*** Opening of Input material ***

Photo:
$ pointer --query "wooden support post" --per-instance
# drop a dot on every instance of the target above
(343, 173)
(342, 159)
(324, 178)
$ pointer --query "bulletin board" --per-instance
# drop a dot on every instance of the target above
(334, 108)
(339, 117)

*** Close of Input material ***

*The task*
Check each line of the records above, and copy those that hold the word "query".

*Solution for this problem*
$ pointer --query "wooden support post" --per-instance
$ pointer --query "bulletin board" --per-instance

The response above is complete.